* [Short task]:
In the rows below, swap each "gray" for "dark gray" and leave everything else unchanged. Omit the pictures from your output.

(Pointing records)
■ ■ ■

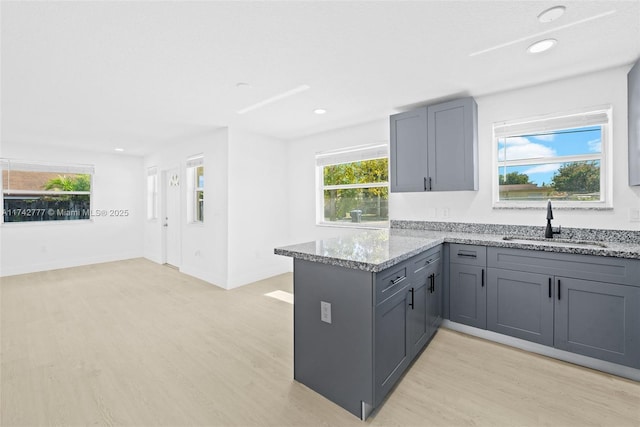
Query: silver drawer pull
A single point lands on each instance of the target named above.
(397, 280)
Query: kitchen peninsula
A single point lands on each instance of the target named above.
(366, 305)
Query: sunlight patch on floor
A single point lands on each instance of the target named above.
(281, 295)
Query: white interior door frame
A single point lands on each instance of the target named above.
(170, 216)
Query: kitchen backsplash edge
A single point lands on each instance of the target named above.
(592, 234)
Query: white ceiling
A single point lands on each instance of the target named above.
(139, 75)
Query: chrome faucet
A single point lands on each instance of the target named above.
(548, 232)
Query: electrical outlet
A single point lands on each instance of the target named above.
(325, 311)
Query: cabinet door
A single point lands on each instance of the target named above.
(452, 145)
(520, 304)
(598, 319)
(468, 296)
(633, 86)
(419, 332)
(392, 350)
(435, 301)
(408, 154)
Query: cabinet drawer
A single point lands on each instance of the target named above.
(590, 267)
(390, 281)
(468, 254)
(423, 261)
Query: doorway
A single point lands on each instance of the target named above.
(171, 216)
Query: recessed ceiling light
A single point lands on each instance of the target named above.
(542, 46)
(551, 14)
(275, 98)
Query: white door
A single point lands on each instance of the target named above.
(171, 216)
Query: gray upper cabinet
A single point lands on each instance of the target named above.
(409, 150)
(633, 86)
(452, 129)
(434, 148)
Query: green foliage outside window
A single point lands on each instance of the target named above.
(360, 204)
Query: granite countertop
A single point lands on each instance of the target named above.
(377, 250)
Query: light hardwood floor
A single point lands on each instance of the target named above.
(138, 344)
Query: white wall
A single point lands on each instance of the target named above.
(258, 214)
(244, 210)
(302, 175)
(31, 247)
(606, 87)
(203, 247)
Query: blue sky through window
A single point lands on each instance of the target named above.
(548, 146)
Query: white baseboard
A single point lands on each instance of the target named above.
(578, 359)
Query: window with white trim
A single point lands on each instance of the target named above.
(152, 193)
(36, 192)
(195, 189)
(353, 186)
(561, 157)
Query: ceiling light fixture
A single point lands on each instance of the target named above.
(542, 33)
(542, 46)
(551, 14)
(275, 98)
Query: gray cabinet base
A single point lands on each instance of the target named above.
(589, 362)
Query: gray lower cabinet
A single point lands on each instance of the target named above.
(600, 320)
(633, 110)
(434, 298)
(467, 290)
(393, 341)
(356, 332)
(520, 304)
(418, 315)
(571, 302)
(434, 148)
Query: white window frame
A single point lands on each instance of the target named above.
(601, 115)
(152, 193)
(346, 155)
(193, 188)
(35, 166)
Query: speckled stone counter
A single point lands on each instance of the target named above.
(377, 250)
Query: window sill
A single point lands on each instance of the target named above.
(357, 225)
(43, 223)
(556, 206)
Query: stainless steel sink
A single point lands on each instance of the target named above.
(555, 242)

■ ■ ■

* [Result for this task]:
Query: silver drawer pull
A single point lands on each instance of the target named above.
(397, 280)
Query: kitchen peninsula
A single point lands on each instance of the target named above.
(366, 305)
Query: sunlight patch on floor
A single point lands on each instance of the target named above.
(281, 295)
Query: white interior door frame
A single point lands on each instance of the target named above.
(170, 216)
Query: kitchen backsplash edge
A single point lands on each instance of the target named above.
(592, 234)
Query: white ceiling
A single point lands on each instance of the target named above.
(139, 75)
Query: chrome faucet
A single point lands on each instance of the target named above.
(548, 232)
Query: electrical outlet
A single point lands on each instance of the target named above.
(325, 311)
Query: cabinet door
A single point lands on each instance of the target named above.
(452, 145)
(520, 304)
(598, 319)
(468, 296)
(633, 86)
(419, 332)
(392, 350)
(435, 301)
(408, 154)
Query: cabinet drawer
A single point lands on each instance of the target named above.
(590, 267)
(390, 281)
(468, 254)
(423, 261)
Query: doorway
A single point lands on each instance of the target named above.
(171, 216)
Query: recessed ceiling light
A single point lands on each instance of the target named above.
(542, 46)
(551, 14)
(275, 98)
Query: white door
A single point lands on each instance of the target named above.
(171, 216)
Query: dark gray upper cabinet
A single point lands on each instance of the target named above.
(409, 150)
(633, 86)
(452, 129)
(434, 148)
Query: green foliage outside window
A single point lands on each instance of the target named above.
(360, 204)
Query: granite countertop
A single point lands on each instance of the target named above.
(377, 250)
Query: light hardwood floor
A single point lands on each instance of the target named above.
(138, 344)
Query: white wall
A single point lands on each instance of the target named above.
(258, 214)
(244, 210)
(302, 175)
(31, 247)
(606, 87)
(203, 247)
Query: blue sky through window
A single point lands on each instance of the target named above.
(548, 146)
Query: white baseboard
A single point lands on each instance of the target named above.
(578, 359)
Query: window with white trim
A single point lands on each instance of the target named above.
(152, 193)
(36, 192)
(195, 189)
(353, 186)
(561, 157)
Query: ceiling light fixture
A single point lands on each instance of the target named above.
(542, 33)
(542, 46)
(551, 14)
(275, 98)
Query: dark gray cabinet base
A single point lands on each instance of the target named above.
(589, 362)
Query: dark gray lower cabinet
A single point lands on each instance of the target named above.
(600, 320)
(633, 110)
(434, 298)
(467, 290)
(393, 341)
(356, 332)
(520, 304)
(418, 315)
(571, 302)
(434, 148)
Query: white window frame
A single point lands on each instance of the target named above.
(601, 115)
(152, 193)
(346, 155)
(193, 188)
(35, 166)
Query: speckled stone counter
A single point lands on each instance of the target named above.
(377, 250)
Query: window sill
A single point lands on each instance of the target named above.
(357, 225)
(43, 223)
(556, 206)
Query: stainless steel sink
A single point lands on each instance of the target named above.
(555, 242)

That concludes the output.